• Brief: State how many lines of the records below contain the string "torii", matching case exactly. Give only the number.

--- begin Source data ---

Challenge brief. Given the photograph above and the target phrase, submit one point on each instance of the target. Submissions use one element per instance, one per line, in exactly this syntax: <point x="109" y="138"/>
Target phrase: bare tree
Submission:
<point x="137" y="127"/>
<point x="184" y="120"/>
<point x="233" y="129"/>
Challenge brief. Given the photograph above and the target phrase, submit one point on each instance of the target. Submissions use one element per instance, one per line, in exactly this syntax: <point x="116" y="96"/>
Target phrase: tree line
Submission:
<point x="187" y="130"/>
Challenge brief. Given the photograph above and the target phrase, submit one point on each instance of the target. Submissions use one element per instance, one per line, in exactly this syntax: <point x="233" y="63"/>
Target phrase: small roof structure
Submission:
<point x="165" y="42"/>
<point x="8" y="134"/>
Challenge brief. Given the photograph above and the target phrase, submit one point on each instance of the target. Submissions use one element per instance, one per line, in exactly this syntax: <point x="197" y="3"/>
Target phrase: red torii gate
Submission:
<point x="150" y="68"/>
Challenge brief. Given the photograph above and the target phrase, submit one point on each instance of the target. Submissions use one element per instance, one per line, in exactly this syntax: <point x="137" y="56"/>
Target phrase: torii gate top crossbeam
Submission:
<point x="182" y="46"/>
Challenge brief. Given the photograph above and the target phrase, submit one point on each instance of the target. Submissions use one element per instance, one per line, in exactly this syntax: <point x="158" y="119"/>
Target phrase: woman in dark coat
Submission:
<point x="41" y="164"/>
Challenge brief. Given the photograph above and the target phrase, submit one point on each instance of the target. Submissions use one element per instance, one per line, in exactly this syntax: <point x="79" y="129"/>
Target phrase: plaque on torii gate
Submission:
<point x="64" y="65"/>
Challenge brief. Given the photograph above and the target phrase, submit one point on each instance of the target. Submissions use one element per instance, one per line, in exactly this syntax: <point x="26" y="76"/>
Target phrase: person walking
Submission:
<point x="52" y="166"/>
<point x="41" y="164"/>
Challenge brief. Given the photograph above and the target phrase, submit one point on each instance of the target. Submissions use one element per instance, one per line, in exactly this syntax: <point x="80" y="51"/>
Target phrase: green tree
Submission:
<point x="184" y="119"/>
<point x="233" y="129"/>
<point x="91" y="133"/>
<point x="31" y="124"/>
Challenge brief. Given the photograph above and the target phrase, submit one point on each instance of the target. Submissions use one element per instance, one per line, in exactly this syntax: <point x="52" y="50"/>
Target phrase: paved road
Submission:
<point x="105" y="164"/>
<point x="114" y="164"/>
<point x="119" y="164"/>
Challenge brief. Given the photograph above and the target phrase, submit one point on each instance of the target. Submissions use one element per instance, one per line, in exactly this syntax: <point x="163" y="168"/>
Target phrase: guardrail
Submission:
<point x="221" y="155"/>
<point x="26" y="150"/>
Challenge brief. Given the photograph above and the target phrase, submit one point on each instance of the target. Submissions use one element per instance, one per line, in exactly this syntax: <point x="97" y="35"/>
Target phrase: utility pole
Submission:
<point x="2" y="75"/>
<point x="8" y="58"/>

--- end Source data ---

• Answer to this exercise: 3